[Dataset rows]
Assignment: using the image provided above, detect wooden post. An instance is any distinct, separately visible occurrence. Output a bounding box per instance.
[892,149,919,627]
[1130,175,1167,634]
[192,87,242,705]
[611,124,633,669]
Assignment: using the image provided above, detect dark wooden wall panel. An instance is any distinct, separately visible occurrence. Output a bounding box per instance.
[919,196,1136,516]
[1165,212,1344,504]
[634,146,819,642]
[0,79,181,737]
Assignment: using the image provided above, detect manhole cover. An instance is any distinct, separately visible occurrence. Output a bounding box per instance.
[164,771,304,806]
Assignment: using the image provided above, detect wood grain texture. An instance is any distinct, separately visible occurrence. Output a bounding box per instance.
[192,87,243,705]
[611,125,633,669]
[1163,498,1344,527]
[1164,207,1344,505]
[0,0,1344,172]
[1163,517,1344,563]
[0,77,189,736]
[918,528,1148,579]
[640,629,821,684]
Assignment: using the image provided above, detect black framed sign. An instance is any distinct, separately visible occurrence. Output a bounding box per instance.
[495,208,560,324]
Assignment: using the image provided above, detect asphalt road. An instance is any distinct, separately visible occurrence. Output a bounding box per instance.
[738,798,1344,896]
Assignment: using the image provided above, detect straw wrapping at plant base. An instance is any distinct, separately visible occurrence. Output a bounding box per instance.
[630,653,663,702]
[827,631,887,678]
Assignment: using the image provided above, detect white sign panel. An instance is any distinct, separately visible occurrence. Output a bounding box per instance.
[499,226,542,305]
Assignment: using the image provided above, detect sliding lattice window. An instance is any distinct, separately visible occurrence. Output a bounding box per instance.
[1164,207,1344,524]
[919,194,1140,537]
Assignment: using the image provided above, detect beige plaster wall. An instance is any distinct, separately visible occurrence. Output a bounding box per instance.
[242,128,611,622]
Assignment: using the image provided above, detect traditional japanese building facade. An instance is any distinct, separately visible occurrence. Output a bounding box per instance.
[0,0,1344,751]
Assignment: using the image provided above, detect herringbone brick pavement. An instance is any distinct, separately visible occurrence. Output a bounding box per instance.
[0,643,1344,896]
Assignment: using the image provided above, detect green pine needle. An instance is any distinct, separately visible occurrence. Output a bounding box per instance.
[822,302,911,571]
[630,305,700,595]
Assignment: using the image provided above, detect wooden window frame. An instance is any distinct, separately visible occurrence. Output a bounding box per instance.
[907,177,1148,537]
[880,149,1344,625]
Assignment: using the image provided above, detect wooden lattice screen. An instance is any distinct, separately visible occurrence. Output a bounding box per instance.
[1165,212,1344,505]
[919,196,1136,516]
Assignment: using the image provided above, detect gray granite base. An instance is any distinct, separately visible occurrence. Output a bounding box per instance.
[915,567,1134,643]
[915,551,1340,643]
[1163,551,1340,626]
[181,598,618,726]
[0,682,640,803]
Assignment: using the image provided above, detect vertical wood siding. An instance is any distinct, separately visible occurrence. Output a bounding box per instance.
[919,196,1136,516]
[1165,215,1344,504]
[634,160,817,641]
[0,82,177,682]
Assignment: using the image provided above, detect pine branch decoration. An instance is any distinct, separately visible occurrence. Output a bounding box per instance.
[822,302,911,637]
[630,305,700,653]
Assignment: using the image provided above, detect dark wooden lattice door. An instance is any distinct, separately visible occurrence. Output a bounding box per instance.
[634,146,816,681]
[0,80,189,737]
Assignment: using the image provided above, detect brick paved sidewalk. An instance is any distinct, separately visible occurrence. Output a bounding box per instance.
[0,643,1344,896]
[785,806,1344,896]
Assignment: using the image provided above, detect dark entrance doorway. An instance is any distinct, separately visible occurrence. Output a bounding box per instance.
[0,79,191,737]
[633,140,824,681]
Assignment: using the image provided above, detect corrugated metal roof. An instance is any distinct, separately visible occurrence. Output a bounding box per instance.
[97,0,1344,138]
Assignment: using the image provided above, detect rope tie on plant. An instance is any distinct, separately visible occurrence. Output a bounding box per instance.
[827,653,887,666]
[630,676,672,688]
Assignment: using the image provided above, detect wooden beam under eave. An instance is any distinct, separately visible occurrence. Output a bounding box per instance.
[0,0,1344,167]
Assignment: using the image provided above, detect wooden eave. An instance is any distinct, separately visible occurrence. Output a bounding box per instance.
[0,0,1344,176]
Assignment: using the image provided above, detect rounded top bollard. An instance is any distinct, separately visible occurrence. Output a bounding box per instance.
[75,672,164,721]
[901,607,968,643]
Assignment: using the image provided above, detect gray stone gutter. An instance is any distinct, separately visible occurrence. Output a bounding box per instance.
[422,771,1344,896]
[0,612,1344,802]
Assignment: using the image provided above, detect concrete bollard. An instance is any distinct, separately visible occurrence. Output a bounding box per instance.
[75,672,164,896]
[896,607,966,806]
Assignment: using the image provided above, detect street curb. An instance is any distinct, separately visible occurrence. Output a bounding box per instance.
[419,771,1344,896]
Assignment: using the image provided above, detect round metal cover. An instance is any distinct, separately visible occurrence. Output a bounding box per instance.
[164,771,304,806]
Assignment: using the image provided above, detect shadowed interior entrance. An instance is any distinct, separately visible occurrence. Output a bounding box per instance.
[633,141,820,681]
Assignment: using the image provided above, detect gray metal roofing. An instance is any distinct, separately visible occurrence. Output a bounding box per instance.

What you will do: Rescale the listing from its first line up to and including the line with "[919,194,1140,537]". Keep every line's wording unchanged, and multiply each bounding-box coordinate by 0.6, rounding to the nearest whole number with halves going up.

Written solution:
Assignment: using the image provided above, detect wooden post. An instance is any distinct, separately visible occurrence. Output a bounding box per instance.
[535,89,551,376]
[678,105,700,380]
[115,52,145,423]
[367,74,380,401]
Assignment: using the image provided above, detect dark wooden wall panel. An instance is any distinct, separately visible occurrence. Output a bounding box per instance.
[551,118,682,310]
[699,127,806,302]
[380,88,491,385]
[0,47,109,442]
Assignment: using the image provided above, detect manhole cover. An instance is any distinct, separately visible occurrence. Output a bounding box per instance.
[98,463,182,484]
Assignment: using the image provided above, detect wood grain texture. An instance is any distinct, separately visible occurrence. Output a bounding box per instance.
[115,52,146,423]
[367,75,380,401]
[698,299,806,316]
[698,124,806,303]
[0,0,806,103]
[698,310,806,338]
[0,46,113,442]
[551,317,689,347]
[384,377,493,410]
Assignment: using the image provided above, detect black framed sign. An instance is any distinct, separately visible occurrence. Output a bounding box per instance.
[297,125,336,194]
Assignment: using the image provided above, detect asphalt road. An instance is any distinct, separately visible occurrence. Output a bounding box per instance.
[443,479,806,538]
Assignment: using the image provided above, detect straw wrapping at plant base. An instance is any distinct, separately visible occurrence. Output a bounding box per instance.
[378,392,398,421]
[496,379,532,407]
Assignment: using the image provided above, detect white sign panel. An instance is any distinct, separately visible occurrence. Output a bounding box per instance.
[299,136,325,183]
Assignment: using the image provided above, detect sliding lattice window. An instance is any distinct, separately visible occurrence. Output a bounding box per instance.
[698,124,806,314]
[551,116,684,322]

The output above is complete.